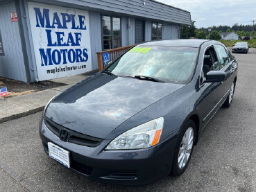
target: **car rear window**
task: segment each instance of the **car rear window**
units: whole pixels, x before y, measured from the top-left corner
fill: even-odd
[[[187,84],[193,76],[198,51],[193,47],[137,46],[107,70],[117,76],[145,76]]]

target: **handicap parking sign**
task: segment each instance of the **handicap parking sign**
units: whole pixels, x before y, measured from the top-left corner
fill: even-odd
[[[108,52],[103,53],[103,62],[104,66],[107,65],[107,62],[110,60],[110,55]]]

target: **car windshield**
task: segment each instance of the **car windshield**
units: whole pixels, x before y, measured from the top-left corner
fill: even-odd
[[[245,42],[237,42],[237,43],[236,43],[235,45],[236,46],[246,46],[247,45],[247,43],[245,43]]]
[[[142,76],[164,82],[187,84],[194,73],[198,51],[194,47],[137,46],[107,71],[117,76]]]

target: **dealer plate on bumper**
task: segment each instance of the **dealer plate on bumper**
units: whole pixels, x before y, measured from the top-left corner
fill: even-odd
[[[49,155],[51,158],[56,160],[64,166],[69,168],[69,152],[60,148],[53,143],[48,143]]]

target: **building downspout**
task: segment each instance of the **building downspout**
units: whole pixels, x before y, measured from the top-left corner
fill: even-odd
[[[130,17],[128,17],[128,44],[130,45]]]

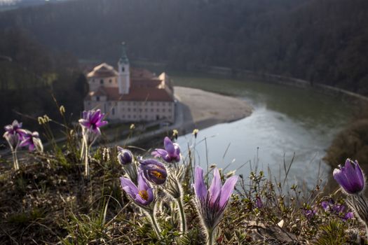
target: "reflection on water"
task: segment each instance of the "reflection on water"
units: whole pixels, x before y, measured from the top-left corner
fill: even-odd
[[[282,179],[284,160],[288,165],[295,153],[289,173],[290,181],[297,181],[299,184],[305,181],[313,186],[318,173],[323,179],[329,174],[330,167],[322,158],[351,115],[348,104],[339,98],[314,89],[251,81],[198,76],[178,76],[173,79],[175,85],[236,95],[254,107],[248,118],[200,132],[196,139],[196,162],[203,167],[205,167],[207,162],[219,167],[232,162],[226,169],[232,170],[247,162],[237,172],[247,176],[250,162],[254,164],[258,155],[259,167],[266,172],[269,167],[274,177]],[[179,137],[178,141],[186,145],[192,140],[191,134],[188,134]]]

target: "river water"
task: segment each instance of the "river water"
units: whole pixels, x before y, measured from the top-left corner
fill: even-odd
[[[225,172],[237,169],[236,174],[245,177],[257,166],[273,179],[282,181],[285,166],[287,169],[294,155],[289,183],[312,188],[331,174],[322,158],[352,115],[347,102],[314,88],[198,74],[172,78],[175,85],[238,97],[254,108],[247,118],[201,130],[196,140],[191,134],[179,136],[184,155],[183,146],[196,145],[196,164],[205,169],[216,164]]]

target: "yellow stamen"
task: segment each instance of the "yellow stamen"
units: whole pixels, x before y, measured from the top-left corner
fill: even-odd
[[[157,172],[157,171],[152,171],[151,172],[152,174],[154,174],[157,178],[160,178],[160,179],[164,179],[165,178],[163,177],[163,175]]]
[[[148,201],[148,192],[146,190],[139,190],[138,194],[139,194],[142,198],[143,198],[146,201]]]

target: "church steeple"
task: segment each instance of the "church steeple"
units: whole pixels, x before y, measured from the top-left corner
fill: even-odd
[[[126,55],[126,46],[125,42],[121,43],[121,57],[119,59],[119,63],[129,64],[129,59]]]
[[[120,94],[129,94],[130,88],[130,72],[129,59],[126,55],[125,43],[123,42],[121,57],[118,62],[118,85]]]

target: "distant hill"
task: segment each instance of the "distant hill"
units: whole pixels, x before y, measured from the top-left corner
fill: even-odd
[[[368,95],[365,0],[79,0],[0,14],[83,59],[201,64],[301,78]]]
[[[0,0],[0,11],[71,0]]]

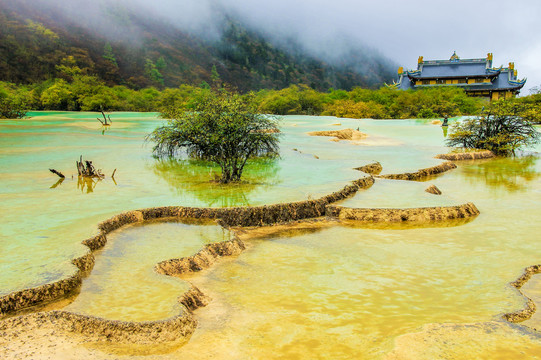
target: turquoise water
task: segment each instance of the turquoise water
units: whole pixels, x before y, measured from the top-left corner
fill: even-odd
[[[209,182],[217,170],[208,164],[152,158],[144,136],[162,122],[156,114],[113,114],[103,134],[96,114],[33,115],[0,120],[0,294],[72,273],[70,260],[86,251],[80,241],[122,211],[316,198],[363,176],[354,167],[379,161],[383,173],[411,172],[440,163],[433,156],[448,151],[442,128],[428,121],[288,116],[281,157],[252,163],[247,182],[230,188]],[[306,134],[343,128],[369,137],[352,144]],[[71,179],[80,155],[108,175],[92,191]],[[473,221],[430,228],[345,223],[247,240],[246,252],[185,279],[212,301],[196,312],[190,341],[156,358],[535,358],[539,336],[499,315],[522,307],[508,284],[541,259],[539,154],[457,164],[425,182],[377,179],[342,205],[471,201],[481,211]],[[53,187],[50,167],[67,179]],[[425,193],[431,184],[443,194]],[[227,236],[213,225],[182,223],[115,232],[68,309],[125,320],[174,314],[188,285],[156,275],[152,264]]]

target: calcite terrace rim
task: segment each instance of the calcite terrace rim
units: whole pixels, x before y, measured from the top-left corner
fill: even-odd
[[[443,164],[437,165],[432,168],[421,169],[416,174],[417,178],[422,178],[424,176],[432,176],[441,172],[445,172],[451,169],[456,168],[456,165],[450,162],[445,162]],[[409,175],[409,173],[406,173]],[[379,176],[385,177],[385,176]],[[408,180],[413,180],[409,179]],[[81,283],[82,279],[88,274],[94,266],[94,256],[93,252],[101,249],[107,243],[107,234],[110,232],[120,229],[129,224],[143,223],[145,221],[150,221],[154,219],[166,220],[168,218],[173,219],[213,219],[216,220],[224,228],[231,228],[232,226],[262,226],[262,225],[274,225],[278,223],[310,219],[321,217],[324,215],[329,216],[330,211],[335,209],[334,205],[330,205],[336,201],[343,200],[362,188],[368,188],[374,183],[374,178],[372,176],[366,176],[355,180],[352,184],[346,185],[343,189],[338,192],[334,192],[330,195],[323,196],[316,200],[304,200],[291,203],[283,204],[273,204],[273,205],[263,205],[257,207],[232,207],[232,208],[197,208],[197,207],[183,207],[183,206],[167,206],[167,207],[155,207],[147,208],[141,210],[133,210],[128,212],[123,212],[121,214],[115,215],[98,225],[99,233],[89,239],[84,240],[82,243],[89,248],[89,252],[81,257],[72,260],[72,263],[78,268],[78,271],[75,275],[67,278],[61,279],[57,282],[45,284],[38,286],[32,289],[24,289],[18,292],[10,293],[6,296],[0,297],[0,319],[1,316],[12,315],[18,311],[28,309],[30,307],[41,305],[44,303],[54,302],[59,299],[65,298],[70,293],[76,291]],[[470,204],[470,203],[469,203]],[[469,205],[467,204],[467,205]],[[474,208],[475,206],[471,204]],[[415,208],[413,208],[415,209]],[[475,208],[475,210],[477,210]],[[270,213],[270,215],[268,215]],[[477,210],[478,214],[478,210]],[[476,214],[475,214],[476,215]],[[331,215],[332,216],[332,215]],[[472,215],[473,216],[473,215]],[[205,246],[198,253],[183,259],[194,259],[198,256],[201,256],[202,252],[208,251],[209,247],[220,246],[220,244],[231,243],[235,244],[235,251],[242,251],[244,249],[244,244],[238,238],[238,236],[233,233],[233,238],[229,241],[213,243]],[[229,256],[229,253],[222,253],[221,250],[212,249],[212,256],[221,257]],[[179,259],[166,260],[165,262],[171,262]],[[182,260],[182,259],[180,259]],[[182,272],[171,272],[166,273],[161,271],[160,264],[155,266],[155,271],[164,275],[177,276],[181,275]],[[200,271],[203,268],[210,267],[212,264],[208,264],[205,267],[195,267],[191,271]],[[60,291],[55,294],[55,288],[60,288]],[[33,292],[33,293],[32,293]],[[191,295],[190,295],[191,293]],[[36,298],[37,295],[37,298]],[[15,301],[15,298],[19,296],[25,299],[27,302],[24,306],[8,308],[6,311],[5,302],[6,300]],[[41,296],[41,298],[39,298]],[[186,297],[191,296],[191,300],[186,300]],[[175,323],[178,326],[182,326],[181,336],[187,338],[191,336],[195,330],[197,321],[192,315],[192,311],[197,309],[200,306],[206,305],[207,299],[205,296],[197,289],[190,288],[181,298],[179,298],[179,303],[184,306],[184,309],[181,310],[179,315],[171,317],[169,319],[159,320],[159,321],[150,321],[150,322],[126,322],[121,320],[108,320],[102,319],[95,316],[81,315],[72,313],[64,310],[55,310],[48,312],[37,312],[30,314],[31,316],[47,318],[62,318],[67,319],[72,322],[71,331],[79,333],[87,333],[84,330],[84,326],[81,324],[92,323],[92,328],[108,328],[108,335],[101,340],[107,341],[132,341],[141,343],[141,334],[146,334],[148,328],[158,328],[158,333],[162,335],[158,338],[154,338],[153,342],[160,341],[171,341],[170,336],[167,335],[167,328],[175,326]],[[535,310],[534,310],[535,311]],[[52,314],[52,315],[47,315]],[[11,317],[5,321],[0,321],[0,329],[2,326],[6,326],[7,322],[17,322],[22,321],[23,316]],[[2,324],[4,323],[4,324]],[[180,324],[180,325],[179,325]],[[111,330],[112,329],[112,330]],[[132,334],[124,334],[126,332],[131,332]],[[92,331],[90,331],[92,333]],[[89,334],[90,334],[89,333]],[[177,337],[179,333],[177,332]],[[178,340],[177,338],[175,340]]]
[[[120,229],[126,225],[143,223],[144,221],[154,219],[177,218],[216,220],[222,227],[230,228],[231,226],[272,225],[284,222],[286,220],[293,221],[321,217],[325,215],[325,207],[329,203],[345,199],[346,197],[355,194],[361,188],[368,188],[372,186],[373,183],[373,177],[366,176],[346,185],[340,191],[323,196],[319,199],[291,203],[231,208],[166,206],[123,212],[101,222],[98,225],[99,233],[94,237],[82,241],[82,244],[88,247],[89,252],[72,260],[72,263],[78,269],[74,275],[34,288],[15,291],[0,297],[0,316],[8,317],[11,315],[17,315],[17,313],[53,303],[73,294],[80,288],[83,278],[94,267],[95,259],[93,253],[105,246],[107,243],[107,235],[110,232]],[[198,253],[189,258],[201,256],[202,252],[208,251],[208,249],[212,247],[220,247],[220,244],[223,243],[235,243],[240,249],[244,248],[242,242],[236,235],[234,235],[233,239],[229,241],[213,243],[205,246]],[[216,257],[227,256],[227,253],[223,253],[219,249],[213,250]],[[199,271],[201,269],[196,268],[195,270]],[[148,331],[149,327],[157,328],[157,331],[159,333],[163,333],[164,335],[159,339],[154,340],[154,342],[159,342],[162,338],[167,338],[167,331],[165,331],[166,328],[178,322],[181,322],[183,326],[186,327],[186,329],[181,331],[182,336],[188,337],[191,335],[191,333],[193,333],[196,320],[193,318],[191,311],[199,306],[204,306],[204,300],[202,299],[204,295],[202,295],[198,289],[194,289],[192,287],[187,293],[181,296],[180,299],[185,299],[190,292],[194,292],[195,295],[192,297],[193,301],[183,304],[186,311],[182,311],[182,313],[178,316],[155,322],[126,322],[121,320],[109,320],[95,316],[76,314],[65,310],[37,312],[30,314],[30,316],[41,317],[42,319],[46,319],[47,317],[50,319],[69,319],[69,321],[72,322],[70,329],[79,333],[85,332],[85,326],[83,326],[85,323],[91,324],[91,326],[89,326],[90,328],[107,328],[108,330],[106,333],[108,336],[106,336],[104,340],[108,341],[130,341],[130,339],[133,340],[138,338],[138,334]],[[179,302],[183,303],[182,300]],[[196,304],[197,306],[193,307],[190,304]],[[5,321],[0,321],[0,329],[2,326],[7,326],[9,323],[23,321],[22,319],[25,316],[27,315],[15,316],[8,318]],[[119,332],[122,333],[128,330],[131,332],[131,334],[125,334],[126,336],[118,334]]]

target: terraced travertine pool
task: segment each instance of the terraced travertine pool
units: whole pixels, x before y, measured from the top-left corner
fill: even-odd
[[[247,183],[223,187],[208,181],[217,171],[208,164],[152,158],[143,139],[161,122],[155,114],[113,114],[103,134],[95,114],[31,115],[0,120],[0,295],[74,273],[71,259],[87,251],[80,242],[100,221],[126,210],[317,198],[362,176],[354,167],[379,161],[383,173],[411,172],[439,164],[433,156],[448,151],[441,127],[428,121],[289,116],[280,159],[254,162]],[[306,135],[340,128],[359,128],[369,138],[351,144]],[[108,176],[91,190],[81,188],[77,176],[71,178],[80,155],[106,175],[117,169],[115,181]],[[184,346],[166,354],[145,349],[147,356],[535,358],[539,334],[500,316],[524,304],[509,282],[541,262],[539,154],[457,164],[425,182],[376,179],[341,205],[471,201],[481,211],[473,221],[429,227],[346,222],[284,231],[248,240],[241,255],[184,279],[158,275],[153,264],[189,256],[227,232],[207,223],[130,226],[109,236],[66,309],[131,321],[166,318],[178,310],[189,280],[212,298],[196,311],[196,332]],[[56,184],[48,168],[67,179]],[[430,184],[443,195],[425,193]],[[524,291],[535,295],[535,284]],[[100,356],[107,353],[100,348]]]

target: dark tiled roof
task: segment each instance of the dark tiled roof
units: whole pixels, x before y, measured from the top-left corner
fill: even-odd
[[[447,63],[429,65],[423,64],[421,75],[415,78],[460,78],[460,77],[479,77],[488,76],[485,62],[481,63]]]

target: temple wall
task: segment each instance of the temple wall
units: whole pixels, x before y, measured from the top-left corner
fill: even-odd
[[[472,203],[458,206],[421,207],[408,209],[358,209],[338,205],[327,206],[327,216],[364,222],[418,222],[464,219],[479,215]]]

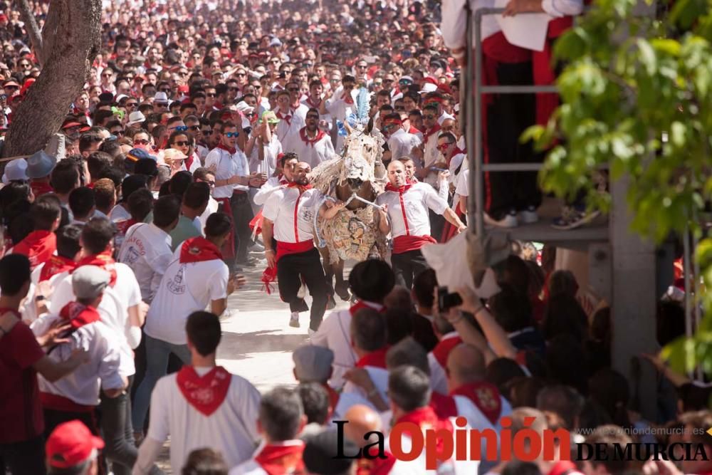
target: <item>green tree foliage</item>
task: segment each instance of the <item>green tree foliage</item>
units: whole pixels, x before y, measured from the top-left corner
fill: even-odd
[[[610,197],[596,181],[607,165],[610,180],[629,177],[634,231],[656,242],[686,229],[701,239],[697,297],[708,315],[694,338],[674,342],[664,357],[680,371],[699,363],[712,374],[712,292],[705,290],[712,288],[712,239],[700,224],[712,195],[712,2],[679,0],[659,15],[640,7],[596,0],[558,40],[561,106],[522,138],[548,150],[545,190],[570,198],[585,190],[591,207],[607,210]]]

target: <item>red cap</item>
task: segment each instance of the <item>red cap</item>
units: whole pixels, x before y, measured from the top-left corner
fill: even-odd
[[[68,469],[91,456],[95,449],[103,449],[104,441],[92,435],[81,421],[60,424],[49,436],[45,445],[51,466]]]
┄┄┄┄┄┄┄┄┄┄
→ **Set exercise**
Please copy the rows from the line containing "target: temple wall" through the end of the rows, changing "segment" to "outline" and leaving everything else as it is. Omit the picture lines from your copy.

→ **Answer below**
target: temple wall
task: outline each instance of the temple wall
units: whole pixels, x before y, measured from the top-left corner
fill: even-odd
[[[472,203],[458,206],[421,207],[408,209],[358,209],[338,205],[327,206],[327,216],[364,222],[418,222],[464,219],[479,215]]]

target: <item>green tree foliage</item>
task: outline each instance of the <item>green tree foliage</item>
units: whole pixels, x before y, measured from the top-left corner
fill: even-odd
[[[610,197],[596,181],[607,165],[610,180],[629,177],[634,231],[656,242],[686,229],[701,239],[697,297],[708,315],[694,338],[674,342],[664,357],[680,371],[699,363],[712,374],[712,292],[705,290],[712,288],[712,239],[700,224],[712,195],[712,2],[679,0],[659,15],[640,7],[596,0],[558,40],[561,106],[522,138],[548,150],[545,190],[570,198],[585,190],[591,207],[607,210]]]

target: <item>red cap</item>
task: outline each instance of the <item>red cap</item>
units: whole pixels, x before y, measured from the top-left corner
fill: even-odd
[[[68,469],[91,456],[95,449],[103,449],[104,441],[92,435],[81,421],[60,424],[49,436],[45,445],[51,466]]]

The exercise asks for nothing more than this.